シン・スウォン監督こそ、私が切実に日本でもっと知ってもらいたいと願ってきた監督だ。2010年に長編デビュー作「虹」で東京国際映画祭の最優秀アジア映画賞を受賞、その後も「冥王星」(2012)でベルリン国際映画祭、短編の「循環線」(2012)、「マドンナ」(2013)でカンヌ国際映画祭に招待されるなど、海外で高く評価されてきたにもかかわらず、日本で劇場公開されるのは今回の「オマージュ」が初めてだ。

#MeToo運動が広まった2018年以降、韓国の女性映画監督の活躍が目立って増えてきたが、それ以前から活躍してきた女性監督はほんの一握り。シン監督もその一人だが、今回の「オマージュ」では、シン監督の大先輩にあたる女性監督ホン・ウノンの埋もれた功績に光を当てた。

「オマージュ」の主人公であり女性映画監督であるジワン(イ・ジョンウン)は、60年代に活動していた女性監督ホン・ジェウォン(キム・ホジョン)のフィルムの修復に携わる。フィクションの部分もあるため、映画の中では名前がジェウォンと出てくるが、モデルはホン・ウノン監督だ。

そもそもシン監督は「虹」でデビューした後、韓国初期の女性映画監督の足跡をたどるドキュメンタリーを撮っている。2011年にMBCで放送されたその作品ではパク・ナモク(1923~2017)と、ホン・ウノンの2人を追った。パク監督は1955年に「未亡人」という映画を撮り、韓国初の女性監督として知られる。一方、ホン監督は2人目で、しかも3本撮った映画のフィルムすべてが行方不明になっていたのもあって、埋もれた存在となっていた。作品そのものが見ることができないうえ、本人もすでに他界、シン監督はホン監督の娘をはじめ関係者を訪ねて取材を重ねた。シン監督はこのドキュメンタリーを撮った時から「オマージュ」の構想を練り始めていたという。

[セグメンテーション用データセットの抜粋]
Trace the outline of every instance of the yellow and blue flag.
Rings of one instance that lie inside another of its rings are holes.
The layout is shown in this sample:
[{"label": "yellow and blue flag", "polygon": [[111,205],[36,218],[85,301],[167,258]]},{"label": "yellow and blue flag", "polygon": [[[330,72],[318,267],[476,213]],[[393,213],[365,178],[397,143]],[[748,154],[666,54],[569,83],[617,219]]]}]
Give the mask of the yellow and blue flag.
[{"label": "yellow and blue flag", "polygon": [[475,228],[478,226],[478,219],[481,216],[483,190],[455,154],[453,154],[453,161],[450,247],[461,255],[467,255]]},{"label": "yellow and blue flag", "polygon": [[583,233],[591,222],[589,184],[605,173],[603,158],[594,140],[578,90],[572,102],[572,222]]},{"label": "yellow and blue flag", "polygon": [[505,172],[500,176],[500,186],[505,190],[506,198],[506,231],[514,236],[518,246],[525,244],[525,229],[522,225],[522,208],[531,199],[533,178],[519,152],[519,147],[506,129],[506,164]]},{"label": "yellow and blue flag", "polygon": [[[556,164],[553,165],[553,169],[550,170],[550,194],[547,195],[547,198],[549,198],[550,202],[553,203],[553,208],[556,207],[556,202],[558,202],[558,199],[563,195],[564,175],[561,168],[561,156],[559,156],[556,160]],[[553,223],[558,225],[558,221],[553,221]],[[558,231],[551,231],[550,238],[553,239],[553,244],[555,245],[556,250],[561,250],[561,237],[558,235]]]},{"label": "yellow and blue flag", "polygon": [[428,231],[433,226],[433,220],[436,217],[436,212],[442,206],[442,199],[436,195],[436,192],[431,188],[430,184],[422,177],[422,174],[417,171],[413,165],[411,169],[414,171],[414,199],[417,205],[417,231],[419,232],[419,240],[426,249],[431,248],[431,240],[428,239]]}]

作業一覧>
1/ シン・スウォン監督についての文章を、一字も変えずに全文出力すること。
2/ 項目の中から文字列「instance」を含む行をすべて探し、そのまま書き写すこと。
文章と項目は、それぞれ独立した別々の資料である。

作業ごとの結果>
1/
シン・スウォン監督こそ、私が切実に日本でもっと知ってもらいたいと願ってきた監督だ。2010年に長編デビュー作「虹」で東京国際映画祭の最優秀アジア映画賞を受賞、その後も「冥王星」(2012)でベルリン国際映画祭、短編の「循環線」(2012)、「マドンナ」(2013)でカンヌ国際映画祭に招待されるなど、海外で高く評価されてきたにもかかわらず、日本で劇場公開されるのは今回の「オマージュ」が初めてだ。

#MeToo運動が広まった2018年以降、韓国の女性映画監督の活躍が目立って増えてきたが、それ以前から活躍してきた女性監督はほんの一握り。シン監督もその一人だが、今回の「オマージュ」では、シン監督の大先輩にあたる女性監督ホン・ウノンの埋もれた功績に光を当てた。

「オマージュ」の主人公であり女性映画監督であるジワン(イ・ジョンウン)は、60年代に活動していた女性監督ホン・ジェウォン(キム・ホジョン)のフィルムの修復に携わる。フィクションの部分もあるため、映画の中では名前がジェウォンと出てくるが、モデルはホン・ウノン監督だ。

そもそもシン監督は「虹」でデビューした後、韓国初期の女性映画監督の足跡をたどるドキュメンタリーを撮っている。2011年にMBCで放送されたその作品ではパク・ナモク(1923~2017)と、ホン・ウノンの2人を追った。パク監督は1955年に「未亡人」という映画を撮り、韓国初の女性監督として知られる。一方、ホン監督は2人目で、しかも3本撮った映画のフィルムすべてが行方不明になっていたのもあって、埋もれた存在となっていた。作品そのものが見ることができないうえ、本人もすでに他界、シン監督はホン監督の娘をはじめ関係者を訪ねて取材を重ねた。シン監督はこのドキュメンタリーを撮った時から「オマージュ」の構想を練り始めていたという。

2/
Trace the outline of every instance of the yellow and blue flag.
Rings of one instance that lie inside another of its rings are holes.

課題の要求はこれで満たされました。